▶ **What you are asked to do**:
Put each line of the data below into a JSON list of strings, one string per line, omitting blank lines and leaving the pictures out.

▶ **Records for the exercise**:

────────────────────────────────────────

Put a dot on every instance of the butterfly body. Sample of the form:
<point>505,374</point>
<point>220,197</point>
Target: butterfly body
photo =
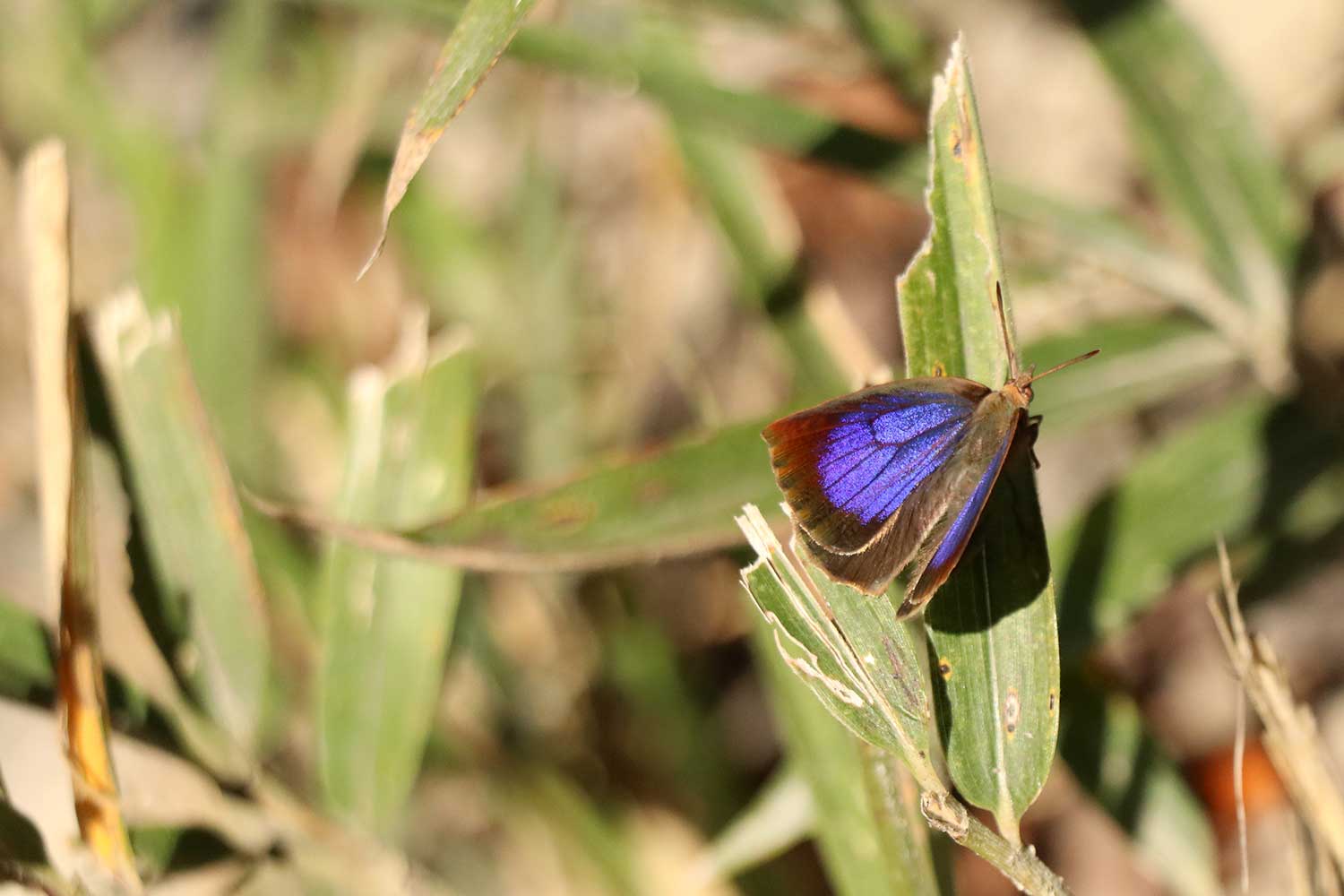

────────────────────────────────────────

▶ **Correct response**:
[
  "Put a dot on every instance of the butterfly body. Sample of the form:",
  "<point>505,374</point>",
  "<point>220,197</point>",
  "Target: butterfly body",
  "photo ="
]